Reading passage —

    4/10/2005

    Batman Hates Your Mom

    I found these over at Superdickery
    Thought you might like 'em.
    I also thought you'd like that awesome contraction I just used.
    Who needs a 'th'? You get me, and I can tell these things.
    You're flowin' wi' m'groove.


    4/09/2005

    And the winner isn't. . .

    Me. I lost fifty borrowed dollars last night playing 1$/3$ open poker. And let me just say that even
    though this means I can't buy food until wednesday, and now I owe my roomate 75 dollars, I'm taking it all extremely well. I didn't kill a hitchhiker or leave vulgar phone messages or anything. The worst part was after I lost my last dollar. I had to sit there waiting for my ride to lose all of his stash or get tired call it a night. Three painful, stoic hours later he drove me back to my car and I made the long, cold journey back home. And of course, my roomate was awake.

    "How'd we do?"

    "I lost everything-"

    "Fuck you!"

    "-and by 'lost everything' I mean 'I won forty dollars!'-"

    "Haha, sweet!"

    "-but by 'I won forty dollars' I actually meant that 'yes, I really lost
    everything' "

    "If I tell you to fuck off, are you going to say that you really meant that you won forty dollars?"

    "No."

    "Well, fuck off!"

    But she was laughing at the end.

    I found some rice in my attic this morning, so it won't be starvation that gets me this time. God bless you soy sauce, you are good on rice, and make other foods Jappier. But you can go to hell cheapest-soy-sauce-at-the-grocery-store. You taste like steak-ass.

    4/04/2005

    Fest in Show

    More pictures from last year's Odysseyfest down in Bama. I've had these laying around since October 2003, and now, through the magic of the tiny unicorn-mounted leprechauns that run back and forth between my laptop and heaven, I can share them with everyone! Except Jesus, who has seen them already.

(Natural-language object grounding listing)

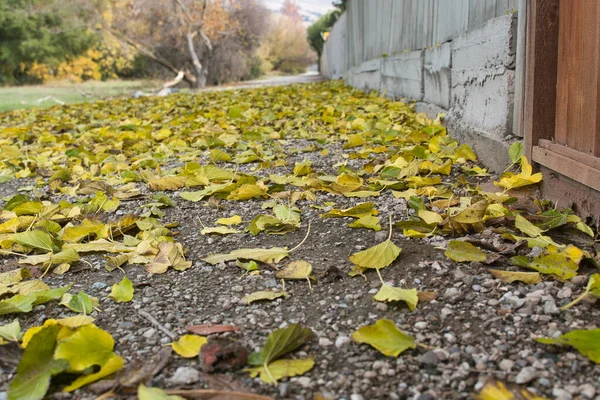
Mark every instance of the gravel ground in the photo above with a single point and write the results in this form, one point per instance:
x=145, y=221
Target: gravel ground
x=476, y=329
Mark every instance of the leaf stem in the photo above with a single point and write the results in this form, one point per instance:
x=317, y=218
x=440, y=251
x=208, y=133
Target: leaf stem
x=577, y=300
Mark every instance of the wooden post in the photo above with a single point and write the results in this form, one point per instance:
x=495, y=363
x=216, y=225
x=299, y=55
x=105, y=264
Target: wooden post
x=541, y=72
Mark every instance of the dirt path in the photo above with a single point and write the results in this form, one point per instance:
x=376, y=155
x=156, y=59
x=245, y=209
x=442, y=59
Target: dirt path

What to work on — Summarize the blog entries in three sentences. The listing isn't needed for the task.

Final answer — The April 10, 2005 entry shares images the writer found at Superdickery under the title "Batman Hates Your Mom." The April 9 entry tells how the writer lost fifty borrowed dollars at $1/$3 poker, now owes the roommate 75 dollars, and can't buy food until Wednesday, though a joking exchange left the roommate laughing and some rice turned up in the attic. The April 4 entry offers more pictures from the previous year's Odysseyfest in Bama, which the writer had kept since October 2003.